■ **目標 1**:
リース会計研究の報告について、次の問いに答えてください。
(a) 研究機関はどこですか。
(b) 研究期間はいつからいつまでですか。
(c) IFRS16とFASBのTopic842の対立点は何にありますか。
■ **目標 2**:
リース会計研究の報告が途切れたところを引き継いで、続きを書いてください。

■ **本文ブロック**:
········

研究課題/領域番号 |
15K03781
|
研究機関 | 千葉経済大学 |
研究代表者 |
佐藤 恵 千葉経済大学, 経済学部, 准教授 (90554981)
|
研究期間 (年度) |
2015-04-01 – 2018-03-31
|
キーワード | リース会計 / 使用権モデル / 財務的弾力性 / オペレーティング・リース |
研究実績の概要 |
本研究の目的は使用権モデルの利点たる「財務弾力性」表示を軸に、当該モデルの(1)計算構造の特徴、(2)汎用性ならびに(3)適用にあたり財務弾力性表示の潜在的ニーズの有無を探究する点にある。そして本研究の意義は、リース会計に留まらず「財務弾力性の適正表示」という財務諸表の現代的機能の解明に資する点にある。 そこで交付申請書の記載を前提に一部計画を変更し、3ヶ年計画の初年度にあたる27年度は文献研究に注力した。なぜなら当年度中に相次いたIASB、FASBおよびJICPAの改訂基準化(案)の公表を受けて、最新の動向を本研究に反映する必要性が生じたためである。以下、分野別に文献研究の実績を報告する。 ①リース会計基準化動向:当年度公表のIFRS16とFASBのTopic842の対立点は、現行基準のオペレーティング・リース(OL)に相当する取引のフロー計算にある。OLの範囲には借手に財務弾力性を付与する取引も含まれることから、この対立点を通じて財務弾力性のストック・フロー表示の整合性を検討した。 ②OLの実証研究:①の対立点を受けて、過去のOLに関する実証研究を整理し、特にOLにより財務弾力性の恩恵を受けると想定される企業の特性を検討した。 ③非営利組織会計の財務弾力性概念:当年度公表のJICPA論点整理とFASB公開草案における、統一的非営利組織会計基準の純資産区分の論拠として用いられる財務弾力性概念に注目し、使用権モデルの応用可能性を探った。具体的には、財務弾力性が、純資産(貸方)情報と資産(借方)情報の関連性(カップリング)で表示されるという試論を導いた。これは負債情報の有用性が資産側よりも強調される使用権モデルについて、両建処理の利点として財務弾力性に着目する本研究の方向性と合致する。なお当該分野を研究対象に加えたのは、申請以後も継続的に財務弾力性に係る文献を渉猟した結果である。
|
現在までの達成度 (区分) |
現在までの達成度 (区分)

········

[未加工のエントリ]
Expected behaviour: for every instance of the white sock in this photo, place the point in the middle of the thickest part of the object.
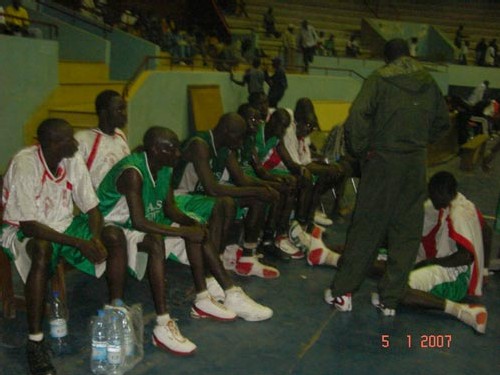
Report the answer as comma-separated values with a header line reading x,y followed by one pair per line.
x,y
332,259
162,320
36,337
452,308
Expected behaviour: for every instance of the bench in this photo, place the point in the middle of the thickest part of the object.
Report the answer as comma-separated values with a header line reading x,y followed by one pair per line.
x,y
472,152
10,301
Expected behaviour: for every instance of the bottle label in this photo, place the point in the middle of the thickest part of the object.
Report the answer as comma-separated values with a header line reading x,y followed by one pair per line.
x,y
58,328
99,352
114,354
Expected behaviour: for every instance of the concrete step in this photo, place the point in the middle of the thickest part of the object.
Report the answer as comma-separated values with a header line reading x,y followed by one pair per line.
x,y
80,116
74,93
82,71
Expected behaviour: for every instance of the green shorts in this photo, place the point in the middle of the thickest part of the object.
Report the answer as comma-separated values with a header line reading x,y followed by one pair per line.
x,y
445,282
78,228
196,206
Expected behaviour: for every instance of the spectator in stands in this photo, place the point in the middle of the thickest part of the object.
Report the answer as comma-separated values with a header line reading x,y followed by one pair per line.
x,y
277,83
308,40
3,25
459,36
330,46
392,187
413,45
320,46
289,45
253,78
241,9
17,18
269,23
481,48
352,46
209,163
491,53
479,94
464,51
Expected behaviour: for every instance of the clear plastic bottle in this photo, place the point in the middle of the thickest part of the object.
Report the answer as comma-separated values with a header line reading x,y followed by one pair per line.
x,y
58,325
114,348
98,357
128,337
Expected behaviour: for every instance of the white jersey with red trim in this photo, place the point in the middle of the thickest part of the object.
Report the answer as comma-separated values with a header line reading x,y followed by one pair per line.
x,y
459,223
32,193
101,151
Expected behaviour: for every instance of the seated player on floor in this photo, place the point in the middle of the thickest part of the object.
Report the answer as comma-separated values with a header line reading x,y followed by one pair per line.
x,y
450,261
137,201
41,186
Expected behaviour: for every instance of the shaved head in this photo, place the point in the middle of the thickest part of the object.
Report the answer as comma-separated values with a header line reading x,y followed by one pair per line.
x,y
158,134
50,130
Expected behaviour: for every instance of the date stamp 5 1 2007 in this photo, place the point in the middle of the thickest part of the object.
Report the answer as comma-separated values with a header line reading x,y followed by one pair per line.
x,y
424,341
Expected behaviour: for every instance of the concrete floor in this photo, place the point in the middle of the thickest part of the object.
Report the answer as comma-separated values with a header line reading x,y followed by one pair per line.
x,y
305,336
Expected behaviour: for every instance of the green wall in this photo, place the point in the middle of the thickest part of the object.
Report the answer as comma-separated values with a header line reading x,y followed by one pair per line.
x,y
28,75
163,99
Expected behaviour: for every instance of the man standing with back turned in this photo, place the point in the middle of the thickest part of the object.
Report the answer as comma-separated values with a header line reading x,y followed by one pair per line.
x,y
398,111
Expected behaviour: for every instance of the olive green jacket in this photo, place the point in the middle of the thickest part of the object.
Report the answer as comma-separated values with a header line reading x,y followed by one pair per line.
x,y
399,109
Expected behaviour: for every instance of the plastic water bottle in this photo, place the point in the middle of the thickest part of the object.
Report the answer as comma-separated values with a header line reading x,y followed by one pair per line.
x,y
58,325
114,348
128,337
98,358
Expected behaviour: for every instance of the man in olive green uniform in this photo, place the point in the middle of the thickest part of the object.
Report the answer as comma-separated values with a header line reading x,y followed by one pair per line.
x,y
398,111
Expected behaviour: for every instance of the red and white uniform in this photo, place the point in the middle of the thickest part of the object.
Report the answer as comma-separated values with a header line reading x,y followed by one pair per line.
x,y
32,193
101,151
460,223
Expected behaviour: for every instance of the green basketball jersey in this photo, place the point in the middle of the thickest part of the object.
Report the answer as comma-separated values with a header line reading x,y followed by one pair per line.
x,y
113,205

········

■ **回答 1**:
(a) 千葉経済大学
(b) 2015-04-01から2018-03-31まで
(c) 現行基準のオペレーティング・リース(OL)に相当する取引のフロー計算

■ **回答 2**:
2: おおむね順調に進展している
理由
研究概要で示した分野別に達成度を確認する。 ①リース会計基準化動向:IFRS16とTopic842の公表が27年度後半であったため、当該公表物も含めた基準化過程の整理が当年度中に完了しなかった。よって、28年度に成果報告を予定している。なお、リース会計基準化に関連する文献研究は、概念フレームワーク、収益認識基準など関連する他基準の動向を踏まえつつ、最終年度まで継続的に実施し、的確な理解と解釈の精緻化に努めなければならないと考える。したがって、3ヶ年計画を通してみれば、初年度である27年度に成果報告まで到達できなかったことは大きな問題ではないと判断している。 ②OLの実証研究:実証研究において、OLの財務的弾力性に着目した先行研究の共通項を整理した。とくに財務負担能力を拡大する手段としてOLを選択する企業固有の財務的制約の分析、ならびに小売業など業種別の分析を検討した。 ③非営利組織会計の財務弾力性概念:JICPA論点整理とFASB公開草案の公表は27年度前半であったため、当該公表物の整理・検討を踏まえた報告を当年度中に行うことができた。また、論文を投稿し、現時点で学会誌に一部修正の上掲載可の判定を受けていることから、一定の成果を達成したと判断している。 なお、上記2と3の研究を通じて、財務弾力性の評価について、負債情報と資産情報の関連性に係る仮説を抽出している。加えて財務弾力性の影響に関して、(借手企業の)業種(非営利組織でいうと法人形態に相当)間の差異が大きいという問題点を見出している。このように、28年度に開始する経験的研究の方向性を定めるにあたり、検討に値する仮説や問題点を導くことに成功したという観点からも、当年度の達成度はおおむね順調と判断している。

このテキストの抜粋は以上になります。